■ Vorgegebener Text
▼

Kurd Alsleben wirft das Thema der Selbsttätigkeit auf. Das Fernsehen bot nur das Konsumieren, das Internet hat die Möglichkeit selbsttätig zu konsumieren.

Botschaften wie "Ich koche Nudelwasser" können entweder als trivial oder banal abgetan werden, oder sich in die Tradition des Impressionismus stellen.

Die SMS-Ortsangabe kommt der antiken Höhlenmalerei gleich, bei dem die Höhlenbewohner ihre Hände mit Farbe beschossen und so ein Negativ-Bild an der Wand erzeugten. So hinterließen sie ihre Spuren. Es erfolgen heutzutage ständige SOS-Rufe durch die Ansage "Hier bin ich", welche den Menschen als reales Wesen manifestieren.

In den sozialen Netzwerken wird eine Flüchtigkeit konstatiert, bei dem ein großer Freundeskreis mit wenigen echten Freunden entsteht. Dies kann dem modernen, extrem mobilen Lebensstil geschuldet sein. Quantivität ersetzt dabei Qualität und kommt dem Zwang nach, ständig Content für die sozialen Netze zu liefern.

Die Methode der Statistik selbst unmessbare Dinge messbar machen zu wollen beflügelt dabei die steigende Wichtigkeit von Anzahl der Freunde und Anzahl der Botschaften, z.B. über Twitter. Eine eigene Interpretation der Statistik steht dabei einem Common Sense gegenüber.

Es wird allgemein erstmal versucht die offenen Räume, die durch die Technologie suggeriert werden einzunehmen.

Die ständige Erreichbarkeit gewährleistet, dass man nicht für tot erklärt wird. Es gibt dabei sehr viele unterschiedliche Kanäle, bei denen man auch selektiv tot sein kann.

Durch das große Multitasking bei der Benutzung sozialer Netzwerke, E-Mail und Skype verschwinden z.B. persönliche Ansprachen. Es sinkt auch die Hemmschwelle der spontanen Ansprache von anderen durch diese Werkzeuge.

Die Möglichkeiten Konversationen auszudrucken und zu dokumentieren werden oft unterschiedlich stark gesehen. Dass das Internet nicht vergisst und jeder Blödsinn wieder auftauchen kann wird oft vergessen. Zum Beispiel speichert Skype alle Daten, Videos und auch Gruppenchats.

Eine oftmalige Belanglosigkeit der Botschaften in sozialen Netzwerken muss nicht unbedingt durch die neuen Medien eingeführt worden sein. Lediglich die Mühe bzw. die Hemmschwelle bei beiläufigen Treffen im Gegensatz zu Briefwechseln besteht nicht mehr.

Es gibt einen Unterschied bei Konversation zwischen Vermittlung/Öffentlichkeit/Konserve und Geschlossen/Abgesprochen.

▲

■ Erfasste Angaben
▼

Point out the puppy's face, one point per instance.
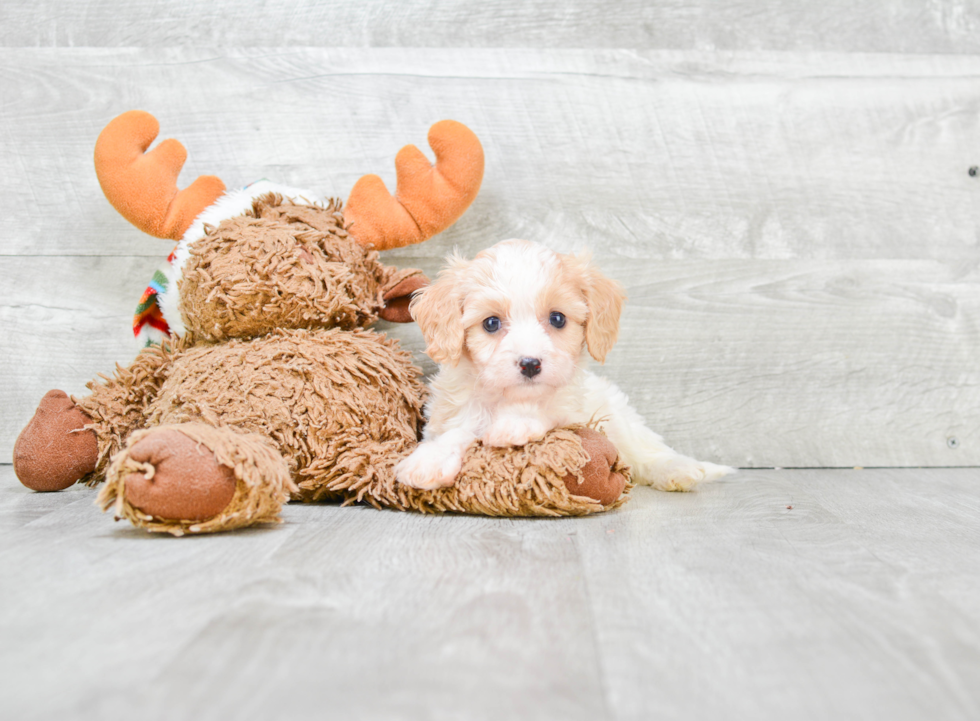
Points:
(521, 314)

▲
▼

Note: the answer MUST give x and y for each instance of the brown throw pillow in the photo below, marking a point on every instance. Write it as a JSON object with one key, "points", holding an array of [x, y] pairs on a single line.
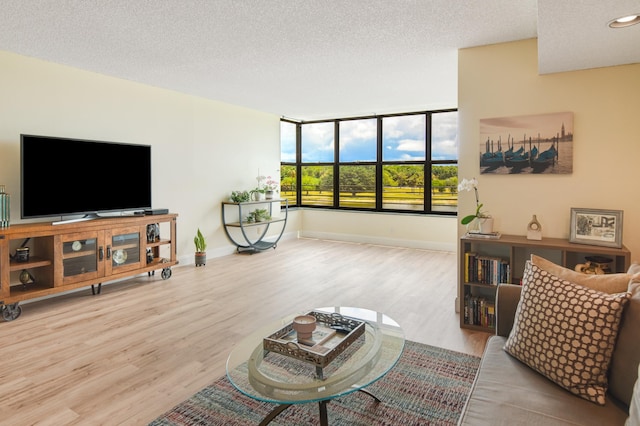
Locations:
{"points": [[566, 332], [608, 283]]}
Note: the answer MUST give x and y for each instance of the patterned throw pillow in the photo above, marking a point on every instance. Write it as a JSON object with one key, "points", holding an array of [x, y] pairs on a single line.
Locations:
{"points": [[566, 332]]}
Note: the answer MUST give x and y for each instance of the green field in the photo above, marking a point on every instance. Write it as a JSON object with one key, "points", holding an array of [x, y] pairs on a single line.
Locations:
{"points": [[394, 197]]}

▲

■ Ziel
Gib die Passage des vorgegebenen Textes von „Die Methode der“ bis „durch diese Werkzeuge.“ wortgetreu aus.

■ Vollständige Antwort
Die Methode der Statistik selbst unmessbare Dinge messbar machen zu wollen beflügelt dabei die steigende Wichtigkeit von Anzahl der Freunde und Anzahl der Botschaften, z.B. über Twitter. Eine eigene Interpretation der Statistik steht dabei einem Common Sense gegenüber.

Es wird allgemein erstmal versucht die offenen Räume, die durch die Technologie suggeriert werden einzunehmen.

Die ständige Erreichbarkeit gewährleistet, dass man nicht für tot erklärt wird. Es gibt dabei sehr viele unterschiedliche Kanäle, bei denen man auch selektiv tot sein kann.

Durch das große Multitasking bei der Benutzung sozialer Netzwerke, E-Mail und Skype verschwinden z.B. persönliche Ansprachen. Es sinkt auch die Hemmschwelle der spontanen Ansprache von anderen durch diese Werkzeuge.